> **Exercise**: How many of the lines below contain the word "mountain"? Reply with the number alone.

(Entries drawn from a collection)
────────────────────

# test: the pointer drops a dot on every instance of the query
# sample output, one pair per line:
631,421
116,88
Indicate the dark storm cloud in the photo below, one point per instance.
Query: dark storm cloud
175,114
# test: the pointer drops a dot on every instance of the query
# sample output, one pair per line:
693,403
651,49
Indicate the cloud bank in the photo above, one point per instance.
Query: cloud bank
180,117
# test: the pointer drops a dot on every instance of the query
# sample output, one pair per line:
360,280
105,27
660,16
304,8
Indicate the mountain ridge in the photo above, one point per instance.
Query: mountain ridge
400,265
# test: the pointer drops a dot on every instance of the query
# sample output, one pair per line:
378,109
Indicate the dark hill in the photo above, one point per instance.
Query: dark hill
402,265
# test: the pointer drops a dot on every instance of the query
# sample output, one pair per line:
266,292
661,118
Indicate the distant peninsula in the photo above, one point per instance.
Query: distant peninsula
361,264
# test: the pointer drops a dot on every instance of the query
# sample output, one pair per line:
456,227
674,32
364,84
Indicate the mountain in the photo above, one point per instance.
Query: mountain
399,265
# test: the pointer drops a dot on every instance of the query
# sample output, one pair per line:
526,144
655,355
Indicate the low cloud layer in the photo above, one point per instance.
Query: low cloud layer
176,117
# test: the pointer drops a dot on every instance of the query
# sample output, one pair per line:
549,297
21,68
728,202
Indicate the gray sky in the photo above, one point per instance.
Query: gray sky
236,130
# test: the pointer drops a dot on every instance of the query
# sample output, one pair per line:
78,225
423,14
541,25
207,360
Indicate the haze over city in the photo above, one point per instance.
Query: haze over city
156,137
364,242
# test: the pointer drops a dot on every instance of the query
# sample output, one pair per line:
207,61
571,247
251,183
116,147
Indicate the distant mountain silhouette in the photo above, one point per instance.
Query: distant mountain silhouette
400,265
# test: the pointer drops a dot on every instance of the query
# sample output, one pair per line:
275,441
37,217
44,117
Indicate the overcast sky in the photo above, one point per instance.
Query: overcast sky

────────────────────

> **Task output**: 6